## DETALLES DEL PROBLEMA
Reproduce sin cambios las líneas del material de más abajo, desde la que contiene "Locate any motorcycle" hasta el final del material, ambas incluidas.

## DATOS PROPORCIONADOS

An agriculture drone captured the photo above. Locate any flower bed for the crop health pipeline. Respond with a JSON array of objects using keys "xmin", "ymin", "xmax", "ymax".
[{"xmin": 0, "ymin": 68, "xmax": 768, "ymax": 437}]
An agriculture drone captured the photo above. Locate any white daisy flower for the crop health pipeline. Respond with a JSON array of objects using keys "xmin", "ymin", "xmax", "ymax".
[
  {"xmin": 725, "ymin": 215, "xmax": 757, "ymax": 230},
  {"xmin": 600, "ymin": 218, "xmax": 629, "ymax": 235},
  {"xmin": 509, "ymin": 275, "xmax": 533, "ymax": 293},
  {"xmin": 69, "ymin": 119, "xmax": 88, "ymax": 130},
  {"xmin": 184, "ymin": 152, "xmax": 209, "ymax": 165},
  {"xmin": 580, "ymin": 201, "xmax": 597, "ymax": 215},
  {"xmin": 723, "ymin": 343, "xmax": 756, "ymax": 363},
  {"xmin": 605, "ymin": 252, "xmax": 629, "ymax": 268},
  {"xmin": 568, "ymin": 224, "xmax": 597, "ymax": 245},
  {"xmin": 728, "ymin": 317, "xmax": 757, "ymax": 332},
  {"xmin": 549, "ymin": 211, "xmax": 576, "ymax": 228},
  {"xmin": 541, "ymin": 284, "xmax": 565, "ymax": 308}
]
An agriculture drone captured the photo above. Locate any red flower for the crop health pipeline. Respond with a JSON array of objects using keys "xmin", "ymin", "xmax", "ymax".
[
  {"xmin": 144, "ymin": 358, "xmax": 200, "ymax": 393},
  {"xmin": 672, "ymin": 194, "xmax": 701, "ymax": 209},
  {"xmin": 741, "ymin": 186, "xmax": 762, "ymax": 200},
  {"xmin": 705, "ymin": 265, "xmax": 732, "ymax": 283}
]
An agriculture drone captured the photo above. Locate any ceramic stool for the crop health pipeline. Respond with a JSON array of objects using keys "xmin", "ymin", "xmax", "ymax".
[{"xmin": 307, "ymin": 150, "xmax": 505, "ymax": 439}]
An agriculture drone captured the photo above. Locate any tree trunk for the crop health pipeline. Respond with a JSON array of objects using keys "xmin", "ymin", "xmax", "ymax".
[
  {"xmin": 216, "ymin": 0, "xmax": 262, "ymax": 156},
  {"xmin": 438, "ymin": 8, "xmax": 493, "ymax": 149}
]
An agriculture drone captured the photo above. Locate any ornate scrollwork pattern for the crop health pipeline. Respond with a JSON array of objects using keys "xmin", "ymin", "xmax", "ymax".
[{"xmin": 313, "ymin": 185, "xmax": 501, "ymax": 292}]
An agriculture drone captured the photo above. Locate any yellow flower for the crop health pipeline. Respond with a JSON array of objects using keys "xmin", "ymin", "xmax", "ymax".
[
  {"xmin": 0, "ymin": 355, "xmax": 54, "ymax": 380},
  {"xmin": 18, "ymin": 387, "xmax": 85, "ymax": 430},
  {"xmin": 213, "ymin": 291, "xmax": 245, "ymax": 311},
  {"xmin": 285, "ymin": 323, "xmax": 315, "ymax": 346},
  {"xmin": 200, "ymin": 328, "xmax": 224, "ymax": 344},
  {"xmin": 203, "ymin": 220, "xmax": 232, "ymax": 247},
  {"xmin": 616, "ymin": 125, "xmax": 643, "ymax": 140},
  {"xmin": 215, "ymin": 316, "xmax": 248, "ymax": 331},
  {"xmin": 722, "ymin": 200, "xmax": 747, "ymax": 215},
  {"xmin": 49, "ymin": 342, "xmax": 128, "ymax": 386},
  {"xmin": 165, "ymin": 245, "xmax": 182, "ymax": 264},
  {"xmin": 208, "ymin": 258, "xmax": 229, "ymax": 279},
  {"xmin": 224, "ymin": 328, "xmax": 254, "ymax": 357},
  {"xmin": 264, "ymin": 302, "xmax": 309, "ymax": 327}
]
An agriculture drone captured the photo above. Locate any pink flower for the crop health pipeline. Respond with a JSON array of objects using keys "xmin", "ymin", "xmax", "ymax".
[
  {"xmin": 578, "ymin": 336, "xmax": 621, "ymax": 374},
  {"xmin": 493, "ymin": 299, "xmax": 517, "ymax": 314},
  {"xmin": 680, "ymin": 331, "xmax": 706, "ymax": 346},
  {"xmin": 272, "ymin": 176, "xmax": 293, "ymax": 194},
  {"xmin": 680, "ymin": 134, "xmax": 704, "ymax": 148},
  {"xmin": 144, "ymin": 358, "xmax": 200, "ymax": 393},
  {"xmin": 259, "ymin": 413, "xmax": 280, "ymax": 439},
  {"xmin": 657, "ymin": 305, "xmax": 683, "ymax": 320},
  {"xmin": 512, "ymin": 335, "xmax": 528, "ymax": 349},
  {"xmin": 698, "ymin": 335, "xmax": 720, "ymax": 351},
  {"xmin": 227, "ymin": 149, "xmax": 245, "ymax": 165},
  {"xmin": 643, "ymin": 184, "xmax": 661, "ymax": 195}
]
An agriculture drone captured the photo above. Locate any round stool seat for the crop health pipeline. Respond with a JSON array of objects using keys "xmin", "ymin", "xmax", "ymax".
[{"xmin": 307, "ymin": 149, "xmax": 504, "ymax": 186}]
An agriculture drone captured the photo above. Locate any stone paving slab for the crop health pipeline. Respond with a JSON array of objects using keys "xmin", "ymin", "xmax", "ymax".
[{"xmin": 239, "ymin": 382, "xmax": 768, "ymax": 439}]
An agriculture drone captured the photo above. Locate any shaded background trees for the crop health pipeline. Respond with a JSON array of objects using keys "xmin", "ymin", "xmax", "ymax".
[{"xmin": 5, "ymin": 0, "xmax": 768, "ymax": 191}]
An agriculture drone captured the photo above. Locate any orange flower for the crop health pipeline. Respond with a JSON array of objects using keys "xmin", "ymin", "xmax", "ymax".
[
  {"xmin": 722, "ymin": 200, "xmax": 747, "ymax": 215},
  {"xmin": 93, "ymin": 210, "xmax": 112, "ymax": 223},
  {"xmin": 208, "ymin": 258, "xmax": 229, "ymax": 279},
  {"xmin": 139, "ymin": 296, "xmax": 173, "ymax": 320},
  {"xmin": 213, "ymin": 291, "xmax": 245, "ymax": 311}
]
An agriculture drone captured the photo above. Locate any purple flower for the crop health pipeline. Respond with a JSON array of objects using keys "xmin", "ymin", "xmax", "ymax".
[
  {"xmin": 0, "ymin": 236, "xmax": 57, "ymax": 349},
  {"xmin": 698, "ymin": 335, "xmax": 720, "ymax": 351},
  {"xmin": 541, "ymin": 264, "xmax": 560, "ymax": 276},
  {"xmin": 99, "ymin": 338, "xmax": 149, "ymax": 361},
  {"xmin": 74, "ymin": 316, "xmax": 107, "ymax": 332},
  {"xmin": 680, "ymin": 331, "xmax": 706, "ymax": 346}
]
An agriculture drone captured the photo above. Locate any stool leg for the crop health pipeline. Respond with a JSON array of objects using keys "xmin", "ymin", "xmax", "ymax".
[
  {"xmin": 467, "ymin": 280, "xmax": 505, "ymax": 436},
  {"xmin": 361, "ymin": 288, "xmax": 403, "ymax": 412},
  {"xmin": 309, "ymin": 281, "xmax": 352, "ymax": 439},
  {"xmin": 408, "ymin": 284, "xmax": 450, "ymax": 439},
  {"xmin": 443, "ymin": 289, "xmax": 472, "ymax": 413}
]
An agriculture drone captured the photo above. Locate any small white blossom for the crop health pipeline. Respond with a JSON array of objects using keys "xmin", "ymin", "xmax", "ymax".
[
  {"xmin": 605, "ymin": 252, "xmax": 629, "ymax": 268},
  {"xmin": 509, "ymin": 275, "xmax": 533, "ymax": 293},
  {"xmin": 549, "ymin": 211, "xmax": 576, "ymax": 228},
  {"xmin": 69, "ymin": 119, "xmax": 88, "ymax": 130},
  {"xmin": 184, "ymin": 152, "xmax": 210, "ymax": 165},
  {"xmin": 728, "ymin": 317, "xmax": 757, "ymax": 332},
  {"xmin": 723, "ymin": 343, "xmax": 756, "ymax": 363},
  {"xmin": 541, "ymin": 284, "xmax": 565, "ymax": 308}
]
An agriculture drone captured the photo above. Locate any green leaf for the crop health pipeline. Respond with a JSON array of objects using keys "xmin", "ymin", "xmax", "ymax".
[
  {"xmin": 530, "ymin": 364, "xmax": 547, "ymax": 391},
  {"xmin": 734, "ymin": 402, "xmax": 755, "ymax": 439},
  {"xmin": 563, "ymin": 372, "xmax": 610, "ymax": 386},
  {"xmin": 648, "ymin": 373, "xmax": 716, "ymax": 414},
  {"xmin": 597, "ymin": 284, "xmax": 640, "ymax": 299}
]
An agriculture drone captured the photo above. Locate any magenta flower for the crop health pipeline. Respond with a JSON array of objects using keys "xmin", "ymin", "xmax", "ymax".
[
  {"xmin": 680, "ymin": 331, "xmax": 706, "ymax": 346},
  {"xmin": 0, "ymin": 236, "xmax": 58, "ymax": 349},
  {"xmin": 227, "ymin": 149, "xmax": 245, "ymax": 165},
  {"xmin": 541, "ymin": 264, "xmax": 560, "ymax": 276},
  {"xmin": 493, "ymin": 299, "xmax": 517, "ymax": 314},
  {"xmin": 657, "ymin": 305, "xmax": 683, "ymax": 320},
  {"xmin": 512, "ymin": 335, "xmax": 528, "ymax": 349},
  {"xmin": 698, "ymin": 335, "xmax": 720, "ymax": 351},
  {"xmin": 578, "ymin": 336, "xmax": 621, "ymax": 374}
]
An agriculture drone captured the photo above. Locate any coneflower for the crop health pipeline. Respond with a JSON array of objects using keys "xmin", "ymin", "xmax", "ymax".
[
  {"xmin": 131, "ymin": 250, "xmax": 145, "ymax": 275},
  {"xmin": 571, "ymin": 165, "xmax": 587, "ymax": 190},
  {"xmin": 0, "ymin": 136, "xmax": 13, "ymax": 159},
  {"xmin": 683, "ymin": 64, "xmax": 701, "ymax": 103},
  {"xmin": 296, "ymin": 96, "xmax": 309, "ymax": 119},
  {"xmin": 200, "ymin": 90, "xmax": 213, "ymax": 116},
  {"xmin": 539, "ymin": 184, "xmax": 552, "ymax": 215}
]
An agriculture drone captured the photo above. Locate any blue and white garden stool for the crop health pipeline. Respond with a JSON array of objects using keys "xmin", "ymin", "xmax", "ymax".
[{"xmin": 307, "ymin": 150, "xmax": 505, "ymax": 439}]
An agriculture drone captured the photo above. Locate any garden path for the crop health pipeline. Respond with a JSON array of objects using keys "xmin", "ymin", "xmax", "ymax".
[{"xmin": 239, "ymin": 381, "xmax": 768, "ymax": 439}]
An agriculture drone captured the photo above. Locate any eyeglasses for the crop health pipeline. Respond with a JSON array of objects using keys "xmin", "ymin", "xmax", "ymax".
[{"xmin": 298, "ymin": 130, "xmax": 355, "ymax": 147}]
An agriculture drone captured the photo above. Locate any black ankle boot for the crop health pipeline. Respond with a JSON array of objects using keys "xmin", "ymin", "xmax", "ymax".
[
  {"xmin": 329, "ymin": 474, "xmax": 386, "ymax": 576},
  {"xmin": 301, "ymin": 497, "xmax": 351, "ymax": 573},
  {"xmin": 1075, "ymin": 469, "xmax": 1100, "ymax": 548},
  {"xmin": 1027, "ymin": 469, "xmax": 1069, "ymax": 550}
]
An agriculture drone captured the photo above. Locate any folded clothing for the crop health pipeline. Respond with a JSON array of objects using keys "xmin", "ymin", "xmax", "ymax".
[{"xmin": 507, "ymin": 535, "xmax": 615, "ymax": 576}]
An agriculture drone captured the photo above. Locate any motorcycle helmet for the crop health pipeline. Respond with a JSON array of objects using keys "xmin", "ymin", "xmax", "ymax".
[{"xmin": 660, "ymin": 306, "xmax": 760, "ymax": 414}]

## RESPUESTA
An agriculture drone captured the photo above. Locate any motorcycle helmet for the crop health pipeline. Respond with a JSON array of objects using keys "xmin", "ymin", "xmax", "ymax".
[{"xmin": 660, "ymin": 306, "xmax": 760, "ymax": 414}]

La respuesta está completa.